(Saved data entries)
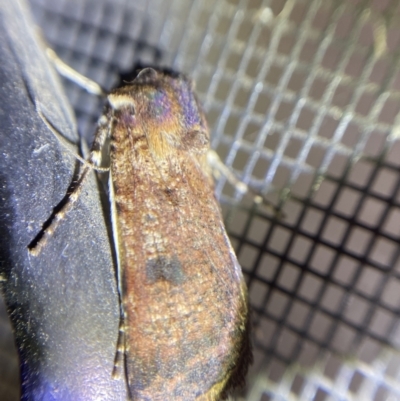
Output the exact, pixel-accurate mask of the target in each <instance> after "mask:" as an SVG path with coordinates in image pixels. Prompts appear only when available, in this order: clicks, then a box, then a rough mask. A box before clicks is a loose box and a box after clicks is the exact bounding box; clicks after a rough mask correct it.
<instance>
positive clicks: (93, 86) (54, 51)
mask: <svg viewBox="0 0 400 401" xmlns="http://www.w3.org/2000/svg"><path fill="white" fill-rule="evenodd" d="M46 54H47V57H48V58H49V59H50V61H51V62H52V63H53V65H54V67H55V68H56V70H57V71H58V73H59V74H60V75H61V76H63V77H64V78H67V79H69V80H70V81H72V82H74V83H76V84H77V85H78V86H80V87H81V88H83V89H85V90H86V91H87V92H89V93H91V94H92V95H96V96H106V95H107V92H106V91H105V90H104V89H103V88H102V87H101V86H100V85H99V84H98V83H97V82H95V81H92V80H91V79H89V78H87V77H85V76H84V75H82V74H80V73H79V72H78V71H76V70H74V69H73V68H72V67H70V66H69V65H68V64H66V63H64V61H62V60H61V59H60V58H59V57H58V56H57V53H56V52H55V51H54V50H53V49H50V48H47V49H46Z"/></svg>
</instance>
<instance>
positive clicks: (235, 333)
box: [30, 68, 252, 401]
mask: <svg viewBox="0 0 400 401" xmlns="http://www.w3.org/2000/svg"><path fill="white" fill-rule="evenodd" d="M107 140H109V156H110V168H109V169H110V182H109V191H110V201H111V210H112V217H111V219H112V227H113V229H112V230H113V236H114V244H115V248H116V254H117V264H118V266H117V270H118V287H119V293H120V300H121V311H122V313H121V329H120V340H119V344H120V347H119V350H120V353H121V357H122V358H123V361H124V363H123V364H122V365H123V367H124V369H125V376H126V380H127V387H128V393H129V397H130V398H131V399H133V400H163V401H165V400H175V401H176V400H182V401H183V400H185V401H189V400H199V401H200V400H204V401H205V400H208V401H212V400H220V399H225V398H226V397H227V396H228V394H229V392H230V390H232V389H233V388H235V387H238V386H241V385H243V383H244V378H245V375H246V372H247V369H248V365H249V363H250V362H251V359H252V356H251V346H250V341H249V308H248V296H247V289H246V285H245V282H244V279H243V276H242V271H241V268H240V266H239V263H238V261H237V259H236V256H235V253H234V250H233V248H232V246H231V244H230V242H229V238H228V236H227V233H226V231H225V228H224V224H223V221H222V216H221V212H220V208H219V205H218V202H217V200H216V198H215V196H214V186H213V177H212V171H211V169H210V166H209V164H208V161H207V160H208V159H207V154H208V152H209V143H210V137H209V129H208V127H207V123H206V120H205V117H204V113H203V111H202V109H201V106H200V104H199V102H198V100H197V98H196V96H195V94H194V90H193V85H192V83H191V82H190V81H189V80H188V79H186V78H185V77H184V76H183V75H178V74H170V73H165V72H161V71H156V70H154V69H152V68H146V69H143V70H141V71H140V72H139V74H138V75H137V77H136V79H135V80H134V81H132V82H131V83H129V84H126V85H125V86H123V87H121V88H119V89H115V90H113V91H111V92H110V93H109V94H108V96H107V105H106V107H105V110H104V114H103V115H102V117H101V118H100V119H99V123H98V129H97V132H96V135H95V139H94V143H93V147H92V151H91V156H90V157H89V160H88V162H86V163H85V164H84V166H83V169H82V172H81V175H80V178H79V179H78V184H79V185H78V186H77V189H76V191H75V192H74V193H72V194H71V196H70V201H69V205H67V206H66V207H65V208H64V210H63V211H61V212H60V213H61V214H62V215H64V214H65V213H66V212H67V211H68V208H71V207H72V205H73V203H74V202H75V200H76V199H77V197H78V195H79V192H80V190H81V188H82V185H83V182H84V179H85V177H86V175H87V173H88V172H89V171H90V169H91V168H92V166H93V165H94V166H100V164H101V155H102V149H103V148H104V146H105V143H106V142H107ZM61 217H62V216H61ZM61 217H59V218H57V219H55V221H56V222H54V224H52V225H50V227H49V228H48V229H47V230H46V231H45V232H44V236H43V240H41V241H39V242H37V243H36V244H35V245H34V246H33V247H32V248H31V250H30V251H31V253H33V254H38V253H39V252H40V249H41V248H42V247H43V246H44V245H45V243H46V242H48V239H49V237H50V236H51V233H52V232H53V231H54V229H55V226H56V225H57V224H59V221H60V220H61ZM117 360H118V358H117Z"/></svg>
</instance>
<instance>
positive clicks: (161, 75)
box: [108, 68, 209, 153]
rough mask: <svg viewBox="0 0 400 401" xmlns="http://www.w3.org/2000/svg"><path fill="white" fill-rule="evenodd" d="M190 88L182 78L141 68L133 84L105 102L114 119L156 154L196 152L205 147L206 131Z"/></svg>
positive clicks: (148, 68) (198, 104) (202, 117)
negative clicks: (146, 141)
mask: <svg viewBox="0 0 400 401" xmlns="http://www.w3.org/2000/svg"><path fill="white" fill-rule="evenodd" d="M193 87H194V85H193V84H192V82H191V81H190V80H188V79H187V78H186V77H185V76H183V75H177V74H171V73H165V72H160V71H157V70H155V69H153V68H145V69H143V70H141V71H140V72H139V74H138V75H137V77H136V79H135V80H134V81H133V82H131V83H129V84H127V85H126V86H124V87H122V88H119V89H117V90H116V91H113V92H111V93H110V95H109V96H108V101H109V104H110V106H111V108H112V109H113V110H114V113H115V115H116V116H117V118H118V119H119V120H120V121H122V122H123V123H125V125H127V126H129V128H130V129H131V130H133V131H135V132H137V133H138V134H139V133H142V134H143V133H144V134H145V135H146V137H147V140H148V144H149V147H150V148H152V149H153V150H154V151H155V152H156V153H159V152H158V151H157V149H161V150H160V152H165V151H168V149H169V150H171V151H172V150H173V149H184V150H187V151H190V152H194V153H198V152H204V151H205V150H206V149H207V148H208V146H209V132H208V127H207V123H206V120H205V117H204V113H203V111H202V109H201V106H200V103H199V101H198V99H197V97H196V95H195V93H194V90H193Z"/></svg>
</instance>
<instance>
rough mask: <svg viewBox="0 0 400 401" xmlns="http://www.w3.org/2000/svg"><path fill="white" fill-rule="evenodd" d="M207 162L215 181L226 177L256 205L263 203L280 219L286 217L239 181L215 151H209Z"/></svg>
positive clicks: (238, 189) (270, 204)
mask: <svg viewBox="0 0 400 401" xmlns="http://www.w3.org/2000/svg"><path fill="white" fill-rule="evenodd" d="M207 162H208V165H209V166H210V168H211V171H212V174H213V177H214V179H218V178H219V177H220V176H221V175H222V176H224V177H225V178H226V179H227V180H228V182H229V183H230V184H231V185H233V186H234V187H235V189H236V190H237V191H239V192H241V193H242V194H243V195H250V196H252V197H253V202H254V203H258V204H260V203H262V204H264V205H266V206H268V207H269V208H271V209H272V210H273V212H274V213H275V214H276V216H278V217H284V215H283V214H282V212H281V211H280V210H279V209H278V208H277V206H275V205H274V204H273V203H271V202H270V201H269V200H268V199H266V198H265V197H264V196H263V195H262V194H261V193H260V192H259V191H257V190H256V189H254V188H252V187H251V186H249V185H247V184H246V183H245V182H243V181H241V180H239V179H238V178H237V177H236V176H235V174H234V173H233V172H232V171H231V170H230V169H229V167H227V166H226V165H225V164H224V162H223V161H222V160H221V158H220V157H219V156H218V154H217V152H215V150H212V149H210V150H208V152H207Z"/></svg>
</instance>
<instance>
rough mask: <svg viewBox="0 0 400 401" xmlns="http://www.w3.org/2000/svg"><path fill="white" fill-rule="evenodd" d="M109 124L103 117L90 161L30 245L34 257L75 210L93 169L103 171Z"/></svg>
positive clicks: (41, 114) (87, 161)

■ Problem to solve ■
Would you return all of the data above word for word, omitting every picture?

■ Solution for this problem ■
Output the exact, pixel-accurate mask of the target in each <instance> after "mask:" as an SVG path with coordinates in image pixels. Prompts appear only when available, in this order: clicks, then a box, then a rough mask. A box before clicks is a loose box and a box after clicks is the exact bounding box; clicks after a rough mask correct it.
<instance>
positive clicks: (93, 86) (54, 51)
mask: <svg viewBox="0 0 400 401" xmlns="http://www.w3.org/2000/svg"><path fill="white" fill-rule="evenodd" d="M46 54H47V57H48V58H49V59H50V61H51V62H52V63H53V65H54V67H55V68H56V70H57V71H58V73H59V74H60V75H61V76H63V77H64V78H67V79H69V80H70V81H72V82H74V83H76V84H77V85H78V86H80V87H81V88H83V89H85V90H86V91H87V92H89V93H91V94H92V95H96V96H106V95H107V92H106V91H105V90H104V89H103V88H102V87H101V86H100V85H99V84H98V83H97V82H95V81H92V80H91V79H89V78H87V77H85V76H84V75H82V74H80V73H79V72H78V71H76V70H74V69H73V68H72V67H70V66H69V65H68V64H66V63H64V61H62V60H61V59H60V58H59V57H58V56H57V53H56V52H55V51H54V50H53V49H50V48H47V49H46Z"/></svg>
</instance>
<instance>
positive clicks: (235, 333)
box: [30, 68, 252, 401]
mask: <svg viewBox="0 0 400 401" xmlns="http://www.w3.org/2000/svg"><path fill="white" fill-rule="evenodd" d="M107 140H109V156H110V168H109V169H110V182H109V191H110V201H111V210H112V217H111V219H112V227H113V229H112V230H113V236H114V244H115V248H116V254H117V264H118V266H117V270H118V287H119V293H120V300H121V311H122V313H121V329H120V340H119V344H120V347H119V350H120V353H121V357H122V358H123V361H124V363H123V364H122V365H123V367H124V369H125V376H126V380H127V387H128V393H129V397H130V398H131V399H133V400H163V401H165V400H175V401H176V400H182V401H183V400H185V401H189V400H199V401H200V400H204V401H205V400H208V401H212V400H220V399H225V398H226V397H227V396H228V394H229V392H230V390H232V389H233V388H235V387H238V386H241V385H243V383H244V378H245V375H246V372H247V369H248V365H249V363H250V362H251V359H252V356H251V346H250V341H249V308H248V296H247V289H246V285H245V282H244V279H243V276H242V271H241V268H240V266H239V263H238V261H237V259H236V256H235V253H234V250H233V248H232V246H231V244H230V242H229V238H228V236H227V233H226V231H225V228H224V224H223V221H222V216H221V212H220V208H219V205H218V202H217V200H216V198H215V196H214V186H213V177H212V171H211V169H210V166H209V164H208V161H207V160H208V159H207V154H208V152H209V143H210V137H209V129H208V127H207V123H206V120H205V117H204V113H203V111H202V109H201V106H200V104H199V102H198V100H197V98H196V96H195V94H194V90H193V85H192V83H191V82H190V81H189V80H188V79H186V78H185V77H184V76H183V75H178V74H170V73H165V72H161V71H156V70H154V69H152V68H146V69H143V70H141V71H140V72H139V74H138V75H137V77H136V79H135V80H134V81H132V82H131V83H129V84H126V85H125V86H123V87H121V88H119V89H115V90H113V91H111V92H110V93H109V94H108V96H107V105H106V107H105V110H104V114H103V115H102V117H101V118H100V119H99V123H98V129H97V132H96V135H95V139H94V143H93V147H92V151H91V156H90V157H89V160H88V162H86V163H85V164H84V166H83V169H82V172H81V175H80V178H79V179H78V184H79V185H78V186H77V189H76V191H75V192H74V193H72V194H71V196H70V201H69V205H67V206H66V207H65V208H64V210H63V211H61V212H60V213H61V214H62V215H64V214H65V213H66V212H67V211H68V208H71V207H72V205H73V203H74V202H75V200H76V199H77V197H78V195H79V192H80V190H81V188H82V185H83V182H84V179H85V177H86V175H87V173H88V172H89V171H90V169H91V168H92V166H93V165H94V166H100V164H101V155H102V149H103V148H104V146H105V143H106V142H107ZM61 217H62V216H61ZM61 217H59V218H57V219H55V221H56V222H54V224H52V225H50V227H49V228H48V229H47V230H46V231H45V232H44V236H43V240H41V241H39V242H37V243H36V244H35V245H34V246H33V247H32V248H31V250H30V251H31V253H33V254H38V253H39V252H40V249H41V248H42V247H43V246H44V245H45V243H46V242H48V239H49V237H50V236H51V233H52V232H53V231H54V229H55V226H56V225H57V224H59V221H60V220H61ZM117 360H118V358H117Z"/></svg>
</instance>
<instance>
positive clicks: (161, 75)
box: [108, 68, 209, 153]
rough mask: <svg viewBox="0 0 400 401" xmlns="http://www.w3.org/2000/svg"><path fill="white" fill-rule="evenodd" d="M190 88L182 78L141 68L133 84L105 102L114 119L156 154L196 152L205 147L206 131Z"/></svg>
positive clicks: (148, 68) (198, 104) (202, 117)
negative clicks: (146, 141)
mask: <svg viewBox="0 0 400 401" xmlns="http://www.w3.org/2000/svg"><path fill="white" fill-rule="evenodd" d="M193 87H194V85H193V84H192V82H191V81H190V80H188V79H187V78H186V77H185V76H183V75H177V74H171V73H165V72H160V71H157V70H155V69H153V68H145V69H143V70H141V71H140V72H139V74H138V75H137V77H136V79H135V80H134V81H133V82H131V83H129V84H127V85H126V86H124V87H122V88H119V89H117V90H116V91H113V92H111V93H110V95H109V96H108V101H109V104H110V106H111V108H112V109H113V110H114V113H115V115H116V116H117V118H118V119H119V120H120V121H122V122H123V123H125V125H127V126H129V128H130V129H131V130H133V131H135V132H137V133H138V134H139V133H142V134H143V133H144V134H145V135H146V137H147V140H148V144H149V147H150V148H152V149H153V150H154V151H155V152H156V153H159V152H158V151H157V149H161V150H160V152H165V151H168V149H169V150H171V151H172V150H173V149H184V150H187V151H190V152H194V153H198V152H204V151H205V150H206V149H207V148H208V146H209V132H208V127H207V123H206V120H205V117H204V113H203V111H202V109H201V106H200V103H199V101H198V99H197V97H196V95H195V93H194V90H193Z"/></svg>
</instance>
<instance>
rough mask: <svg viewBox="0 0 400 401" xmlns="http://www.w3.org/2000/svg"><path fill="white" fill-rule="evenodd" d="M207 162L215 181L226 177L256 205L263 203L280 219L286 217L239 181L215 151H209Z"/></svg>
positive clicks: (238, 189) (270, 204)
mask: <svg viewBox="0 0 400 401" xmlns="http://www.w3.org/2000/svg"><path fill="white" fill-rule="evenodd" d="M207 162H208V165H209V166H210V168H211V171H212V174H213V177H214V179H218V178H219V177H220V176H221V175H222V176H224V177H225V178H226V179H227V180H228V182H229V183H230V184H231V185H233V186H234V187H235V189H236V190H237V191H239V192H241V193H242V194H243V195H250V196H252V197H253V202H254V203H258V204H260V203H262V204H264V205H266V206H268V207H269V208H271V209H272V210H273V212H274V213H275V214H276V216H278V217H284V215H283V214H282V212H281V211H280V210H279V209H278V208H277V206H275V205H274V204H273V203H271V202H270V201H269V200H268V199H266V198H265V197H264V196H263V195H262V194H261V193H260V192H259V191H257V190H256V189H254V188H252V187H251V186H249V185H247V184H246V183H245V182H243V181H241V180H239V179H238V178H237V177H236V176H235V174H234V173H233V172H232V171H231V170H230V169H229V167H227V166H226V165H225V164H224V162H223V161H222V160H221V158H220V157H219V156H218V154H217V152H215V150H212V149H210V150H208V152H207Z"/></svg>
</instance>
<instance>
rough mask: <svg viewBox="0 0 400 401" xmlns="http://www.w3.org/2000/svg"><path fill="white" fill-rule="evenodd" d="M109 124L103 117L90 161L30 245L34 257L75 210L93 169L103 171Z"/></svg>
positive clicks: (41, 114) (87, 161)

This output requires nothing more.